## Doel opdracht:
Beantwoord de volgende vragen met behulp van de tekst over Lustoord Molenheide.
1. Hoeveel Duitse en hoeveel Franse sportvliegers verzorgden tussen 1919 en 1922 vluchten?
2. In welke maand en welk jaar werd het lustoord openbaar verkocht, en wie werd de nieuwe eigenaar?
3. Waarvoor was het dennenbos bedoeld dat uiteindelijk in het gebied werd geplant?

## Tekstblok:

'''

Tussen 1919 en 1922 verzorgden 4 Duitse en 1 Franse sportvlieger passagiersvluchten, stuntvluchten en parachutespringen.
Niet alleen de ‘Combinatie’, maar ook een vermogend particulier, de heer Pistorius, lid van Gedeputeerde Staten van Noord-Brabant en burgemeester van Aarle-Rixtel, gebruikte dit vliegveld. Hij was de eerste Nederlander die een vliegtuig voor privégebruik had aangeschaft.
De verrichtingen van de vliegers en de parachutisten waren goed zichtbaar vanaf de Aardborstweg en de Geldropseweg, zodat het niet noodzakelijk was om een entreebewijs te kopen. Daardoor vielen de bezoekersinkomsten dus tegen. Ook waren de vliegtuigen regelmatig defect of kon het vliegfeest vanwege slechte weersomstandigheden geen doorgang vinden. Hierdoor en door fouten in de boekhouding kwam de onderneming in zwaar weer terecht. Ondanks het feit dat heel veel mensen het lustoord bezochten, moest het als gevolg van financiële tegenslagen worden verkocht. Dat gebeurde tijdens een openbare verkoop in september 1922. A. Sevens uit Helmond werd de nieuwe eigenaar van Lustoord Molenheide. Hij liet dichtbij het Galgenven een restaurant met de naam Lido bouwen. Later kwamen er nieuwe attracties bij, waaronder een kabelbaan naar een eilandje in het Galgenven. Op het ven kon men ook watersporten en in de winter schaatsen.
Door de economische crisis van de jaren dertig hadden de mensen minder te besteden. De voortzetting onder de naam Nieuw Molenheide, inclusief vliegterrein, kon het oord uiteindelijk niet redden. Door onder meer een gebrek aan financiële middelen besloot ook het gemeentebestuur van Mierlo af te zien van de aanleg van Vliegveld Mierlo. Uiteindelijk werd het gebied in het kader van de werkverschaffing voor een groot deel beplant met dennenbos, bedoeld voor de productie van mijnhout voor de Limburgse kolenmijnen.

'''

## Lijst:
'''

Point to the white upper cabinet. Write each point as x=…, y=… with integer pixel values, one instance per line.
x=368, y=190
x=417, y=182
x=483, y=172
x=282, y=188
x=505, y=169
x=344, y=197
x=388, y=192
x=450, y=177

'''

## Resultaat:
1. Vier Duitse en één Franse sportvlieger.
2. In september 1922; de nieuwe eigenaar werd A. Sevens uit Helmond.
3. Voor de productie van mijnhout voor de Limburgse kolenmijnen.